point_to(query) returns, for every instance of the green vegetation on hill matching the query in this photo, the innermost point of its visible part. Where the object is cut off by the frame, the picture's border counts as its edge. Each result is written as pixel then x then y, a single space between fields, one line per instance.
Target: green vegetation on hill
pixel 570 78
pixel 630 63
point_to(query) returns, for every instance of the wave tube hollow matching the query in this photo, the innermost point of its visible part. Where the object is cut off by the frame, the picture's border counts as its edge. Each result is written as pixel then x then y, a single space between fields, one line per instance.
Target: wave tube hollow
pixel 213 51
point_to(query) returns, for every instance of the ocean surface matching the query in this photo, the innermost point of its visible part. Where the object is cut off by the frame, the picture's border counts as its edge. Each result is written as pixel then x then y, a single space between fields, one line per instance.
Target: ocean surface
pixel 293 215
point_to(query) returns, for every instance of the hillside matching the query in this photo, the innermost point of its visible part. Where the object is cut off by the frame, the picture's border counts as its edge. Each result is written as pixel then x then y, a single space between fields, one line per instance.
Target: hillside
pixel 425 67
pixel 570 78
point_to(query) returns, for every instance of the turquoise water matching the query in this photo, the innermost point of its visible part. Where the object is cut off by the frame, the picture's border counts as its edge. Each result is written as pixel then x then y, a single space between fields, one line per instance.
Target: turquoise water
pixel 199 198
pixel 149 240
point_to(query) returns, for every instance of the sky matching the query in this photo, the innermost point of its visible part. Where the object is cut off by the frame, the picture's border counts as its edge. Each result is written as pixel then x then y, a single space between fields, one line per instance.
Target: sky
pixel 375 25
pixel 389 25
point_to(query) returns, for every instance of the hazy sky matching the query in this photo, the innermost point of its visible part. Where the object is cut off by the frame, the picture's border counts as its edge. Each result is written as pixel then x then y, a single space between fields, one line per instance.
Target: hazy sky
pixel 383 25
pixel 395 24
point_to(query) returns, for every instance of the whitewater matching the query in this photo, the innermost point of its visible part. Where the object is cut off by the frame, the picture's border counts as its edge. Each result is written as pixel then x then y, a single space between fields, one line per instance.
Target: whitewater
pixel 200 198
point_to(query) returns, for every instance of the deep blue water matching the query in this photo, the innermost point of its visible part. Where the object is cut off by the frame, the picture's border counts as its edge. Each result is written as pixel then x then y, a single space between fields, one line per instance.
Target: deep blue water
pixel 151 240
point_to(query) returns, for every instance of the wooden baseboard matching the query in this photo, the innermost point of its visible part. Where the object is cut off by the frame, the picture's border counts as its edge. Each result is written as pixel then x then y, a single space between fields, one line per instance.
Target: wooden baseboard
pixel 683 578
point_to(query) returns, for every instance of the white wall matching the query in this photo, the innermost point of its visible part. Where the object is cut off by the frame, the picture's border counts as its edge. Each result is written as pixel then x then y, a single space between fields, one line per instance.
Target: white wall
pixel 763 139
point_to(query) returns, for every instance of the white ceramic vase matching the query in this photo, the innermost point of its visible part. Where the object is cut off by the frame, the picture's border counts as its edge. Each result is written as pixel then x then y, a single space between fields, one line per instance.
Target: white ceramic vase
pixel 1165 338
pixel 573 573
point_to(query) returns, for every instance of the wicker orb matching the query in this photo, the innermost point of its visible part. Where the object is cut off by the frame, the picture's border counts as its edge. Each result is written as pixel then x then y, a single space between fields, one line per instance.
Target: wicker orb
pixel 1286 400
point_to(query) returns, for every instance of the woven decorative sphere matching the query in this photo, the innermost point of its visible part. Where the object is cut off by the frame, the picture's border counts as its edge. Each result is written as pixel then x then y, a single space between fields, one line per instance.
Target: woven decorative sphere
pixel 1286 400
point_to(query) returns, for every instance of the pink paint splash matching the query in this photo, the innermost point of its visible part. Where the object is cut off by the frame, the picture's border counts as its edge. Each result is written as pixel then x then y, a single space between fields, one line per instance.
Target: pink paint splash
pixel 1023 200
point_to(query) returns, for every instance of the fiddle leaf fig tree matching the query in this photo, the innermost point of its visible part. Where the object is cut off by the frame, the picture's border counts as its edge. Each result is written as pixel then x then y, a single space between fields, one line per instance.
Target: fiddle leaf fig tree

### Try it
Give back the full listing exactly as it stands above.

### Answer to this exercise
point_to(query) returns, for every instance of the green vegetation on hill matching the query in this photo, the innermost point of its visible part. Where the object is cut off by the frame, the picture's border counts as its edge. Each result is written as pixel then x then y, a single space between fields, one line per instance.
Target: green vegetation on hill
pixel 570 78
pixel 630 63
point_to(query) returns, for every instance of the wave tube hollow matching the query in this photo, the innermost point of its visible part. Where the object is cut off by the frame, the picture's border counts as its edge. Each result is written as pixel then x then y, a single space between fields, one line per instance.
Target: wave tube hollow
pixel 213 51
point_to(query) returns, for every instance of the ocean surface matching the query in this photo, the innermost point of its visible part. Where the object is cut off by the frame, the picture's border counts as its edge. Each result is written as pixel then x then y, a single space between fields, one line per instance.
Target: ocean surface
pixel 293 215
point_to(query) returns, for every instance of the hillside matching the query in this photo, the innermost point of its visible part. Where the object is cut off by the frame, the picture's border counts as its edge. Each result is written as pixel then x then y, a single space between fields, one line per instance.
Target: hillside
pixel 425 67
pixel 570 78
point_to(query) returns, for every instance of the turquoise water matching the query in this photo, the innermost point of its visible part. Where the object is cut off by the frame, the picture's border counts as its edge. Each result is written as pixel then x then y, a single space between fields, one line per instance.
Target: turquoise water
pixel 199 198
pixel 149 240
point_to(query) returns, for every instance of the sky matching the query in this photo, the innermost point of its visible part. Where the object is cut off by the frame, the picture's border counts as its edge. Each result is written as pixel then x then y, a single space between fields, one line per instance.
Target: sky
pixel 375 25
pixel 389 25
point_to(query) returns, for every instance of the hazy sky matching the query in this photo, the innermost point of its visible part. Where the object is cut off by the frame, the picture's border counts as its edge. Each result is written as pixel then x then y, a single space between fields, one line per instance.
Target: hazy sky
pixel 383 25
pixel 395 24
point_to(query) returns, for every instance of the whitewater matching the query in this photo, the innermost point of its visible part. Where the object is cut off by the frame, the picture's border counts as its edge. Each result is written as pixel then x then y, a single space between fields, one line per instance.
Target: whitewater
pixel 200 198
point_to(query) returns, for every instance of the deep blue water matching the query in this photo, the innermost point of its visible part. Where the object is cut off by the frame, the picture's border counts as its edge. Each result is written as pixel then x then y, a single space between fields, one line per instance.
Target: deep blue water
pixel 151 240
point_to(query) returns, for every instance of the wooden baseboard matching the query in this photo, the innermost point of its visible part. Where the object is cut off by the frame, the picture's border counts as its edge. Each result is written as pixel then x then y, a single space between fields, one line per instance.
Target: wooden baseboard
pixel 683 578
point_to(query) returns, for every instance of the white wall matching the query in this photo, the innermost point of its visible part. Where the object is cut off by the frame, the picture's border counts as its edge. Each result is written as pixel then x then y, a single space between fields, one line per instance.
Target: white wall
pixel 763 139
point_to(query) returns, for every instance of the white ceramic vase matching the query in this photo, the innermost point of its visible part. Where the object is cut off by the frame, the picture's border counts as its edge. Each result is written as pixel then x then y, a single space between fields, one line per instance.
Target: white ceramic vase
pixel 1165 338
pixel 573 573
point_to(query) returns, for every instance of the wicker orb matching the query in this photo, the innermost point of its visible part. Where the object is cut off by the frame, the picture's border counts as its edge. Each result is written as pixel then x then y, a single space between fields, one line per instance.
Target: wicker orb
pixel 1286 400
point_to(query) returns, for every instance of the woven decorative sphere matching the query in this photo, the innermost point of its visible part. Where the object is cut off by the frame, the picture's border counts as its edge. Each result is written as pixel then x then y, a single space between fields, one line per instance.
Target: woven decorative sphere
pixel 1286 400
point_to(query) returns, for every instance of the pink paint splash matching the query in this photo, the innermost point of its visible part. Where the object is cut off by the frame, the picture's border counts as its edge. Each result is written as pixel then x then y, a single space between fields, one line per instance.
Target: pink paint splash
pixel 1023 200
point_to(query) returns, for every instance of the fiddle leaf fig tree matching the query in this photo, the innermost point of its visible part. Where the object is cut off by the frame, the picture's border counts as its edge. Each result is written as pixel then x then y, a single space between fields, one line per instance.
Target: fiddle leaf fig tree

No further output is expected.